Reproduce the items below, substituting "central point" for each occurrence of "innermost point" and leaving everything else unchanged.

--------------------

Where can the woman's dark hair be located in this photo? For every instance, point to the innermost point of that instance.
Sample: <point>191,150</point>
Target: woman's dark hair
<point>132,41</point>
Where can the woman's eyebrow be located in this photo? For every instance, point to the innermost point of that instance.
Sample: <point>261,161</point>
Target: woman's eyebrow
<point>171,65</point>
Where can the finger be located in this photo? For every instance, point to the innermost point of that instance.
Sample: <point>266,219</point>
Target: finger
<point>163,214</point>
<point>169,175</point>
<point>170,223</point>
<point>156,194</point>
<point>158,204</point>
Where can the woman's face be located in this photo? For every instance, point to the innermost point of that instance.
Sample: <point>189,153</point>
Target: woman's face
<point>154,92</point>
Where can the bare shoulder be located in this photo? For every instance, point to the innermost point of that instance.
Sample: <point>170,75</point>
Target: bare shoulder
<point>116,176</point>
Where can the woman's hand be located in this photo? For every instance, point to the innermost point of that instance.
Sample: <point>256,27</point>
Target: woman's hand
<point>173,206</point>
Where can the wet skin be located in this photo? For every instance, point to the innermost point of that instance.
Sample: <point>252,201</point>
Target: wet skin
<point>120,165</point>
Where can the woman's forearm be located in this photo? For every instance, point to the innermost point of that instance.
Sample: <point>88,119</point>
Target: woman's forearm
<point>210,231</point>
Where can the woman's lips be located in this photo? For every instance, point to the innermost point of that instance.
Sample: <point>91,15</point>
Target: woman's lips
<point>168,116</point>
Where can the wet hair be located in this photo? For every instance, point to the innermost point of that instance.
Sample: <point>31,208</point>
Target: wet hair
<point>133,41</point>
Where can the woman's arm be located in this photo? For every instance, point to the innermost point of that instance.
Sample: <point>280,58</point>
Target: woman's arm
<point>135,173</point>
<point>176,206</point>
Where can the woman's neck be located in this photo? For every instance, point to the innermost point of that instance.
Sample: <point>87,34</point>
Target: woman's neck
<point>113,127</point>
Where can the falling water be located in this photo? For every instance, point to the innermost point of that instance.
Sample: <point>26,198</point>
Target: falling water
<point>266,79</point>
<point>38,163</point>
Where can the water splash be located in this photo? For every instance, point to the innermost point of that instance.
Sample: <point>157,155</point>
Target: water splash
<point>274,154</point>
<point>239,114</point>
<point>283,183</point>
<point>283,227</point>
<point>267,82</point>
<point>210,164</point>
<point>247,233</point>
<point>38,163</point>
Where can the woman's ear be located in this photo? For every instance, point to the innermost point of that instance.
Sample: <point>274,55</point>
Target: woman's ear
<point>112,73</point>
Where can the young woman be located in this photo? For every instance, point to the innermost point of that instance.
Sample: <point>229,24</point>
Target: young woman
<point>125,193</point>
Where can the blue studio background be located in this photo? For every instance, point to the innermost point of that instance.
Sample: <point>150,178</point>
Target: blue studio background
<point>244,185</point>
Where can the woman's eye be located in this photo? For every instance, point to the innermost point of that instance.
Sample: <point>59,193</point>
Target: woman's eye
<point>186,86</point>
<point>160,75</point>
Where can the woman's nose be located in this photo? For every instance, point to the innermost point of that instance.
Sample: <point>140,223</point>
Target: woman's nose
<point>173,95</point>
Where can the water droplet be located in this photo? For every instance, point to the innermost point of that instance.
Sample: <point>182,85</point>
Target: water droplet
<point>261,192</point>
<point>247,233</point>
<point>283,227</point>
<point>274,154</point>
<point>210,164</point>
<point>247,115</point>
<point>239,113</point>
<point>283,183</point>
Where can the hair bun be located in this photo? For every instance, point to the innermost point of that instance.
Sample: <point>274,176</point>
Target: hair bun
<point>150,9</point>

--------------------

■ **Full answer**:
Where can the woman's dark hair be located in this photo? For every instance, point to the central point of that instance.
Sample: <point>191,150</point>
Target: woman's dark hair
<point>132,41</point>
Where can the woman's eyebrow be located in this photo? For every instance, point to the central point of that instance.
Sample: <point>261,161</point>
Target: woman's eyebrow
<point>171,65</point>
Where can the finger be located in this photo? For every instance, point to the central point of that instance.
Sample: <point>266,219</point>
Target: finger
<point>163,214</point>
<point>169,175</point>
<point>170,223</point>
<point>156,194</point>
<point>158,204</point>
Where can the woman's face be located in this photo? For every instance, point to the central point of that instance.
Sample: <point>189,153</point>
Target: woman's face
<point>154,92</point>
Where can the bare shoulder be located in this photo? For every instance, point to the central point of that instance.
Sample: <point>170,75</point>
Target: bare shoulder
<point>116,176</point>
Where can the woman's hand be located in this photo? For every instance, point to the central point of that instance.
Sample: <point>256,27</point>
Target: woman's hand
<point>173,206</point>
Where can the wet skin be located in this photo? For every instance, point to the central point of that instance.
Sample: <point>252,201</point>
Target: wet skin
<point>120,165</point>
Where can the woman's forearm be located in this photo? For every instance, point to the central point of that instance.
Sample: <point>88,119</point>
Target: woman's forearm
<point>210,231</point>
Where can the woman's lips be located in this photo? For every instance, point to the central point of that instance.
Sample: <point>91,15</point>
Target: woman's lips
<point>168,116</point>
Where can the wet hair be located in this photo? For every instance, point to the central point of that instance.
Sample: <point>31,208</point>
Target: wet hair
<point>133,41</point>
Where can the woman's arm be located in this photo? For every instance, point to the central point of that instance.
Sample: <point>280,58</point>
Target: woman's arm
<point>135,173</point>
<point>176,206</point>
Where can the woman's neck be located in this photo? For every instance, point to the central point of that instance.
Sample: <point>87,34</point>
Target: woman's neck
<point>113,127</point>
Where can the falling water be located in this photo? For every instance, point to the central point of that instance.
Sample: <point>26,198</point>
Target: falling water
<point>266,79</point>
<point>38,163</point>
Where can the water splash be located in this photo? For every instance, point to the central point of that instance.
Sample: <point>157,155</point>
Target: water splash
<point>274,154</point>
<point>239,114</point>
<point>283,183</point>
<point>283,227</point>
<point>267,82</point>
<point>210,164</point>
<point>247,233</point>
<point>38,163</point>
Where can the woman's ear be located in this photo? For every instance, point to the central point of that instance.
Sample: <point>274,55</point>
Target: woman's ear
<point>112,73</point>
Where can the young woman be located in this photo? For every instance, point to the central point of that instance.
Sample: <point>229,24</point>
Target: young woman
<point>125,193</point>
Where can the blue studio background be located in this photo? For every instance, point to the central point of that instance.
Sample: <point>150,178</point>
Target: blue studio background
<point>244,185</point>
Where can the woman's eye be located in this photo? For every instance, point to the central point of that instance.
Sample: <point>59,193</point>
Target: woman's eye
<point>186,86</point>
<point>160,75</point>
Where can the woman's nose be located in this photo? For every instance, point to the central point of that instance.
Sample: <point>140,223</point>
Target: woman's nose
<point>173,95</point>
Where can the water droplet be located in this photo? For every instance, point to the central point of that instance.
Sample: <point>182,85</point>
Target: water droplet
<point>261,192</point>
<point>247,233</point>
<point>283,227</point>
<point>274,154</point>
<point>210,164</point>
<point>247,115</point>
<point>239,113</point>
<point>283,183</point>
Where can the hair bun be located in this photo? For every instance, point to the central point of that instance.
Sample: <point>274,176</point>
Target: hair bun
<point>150,9</point>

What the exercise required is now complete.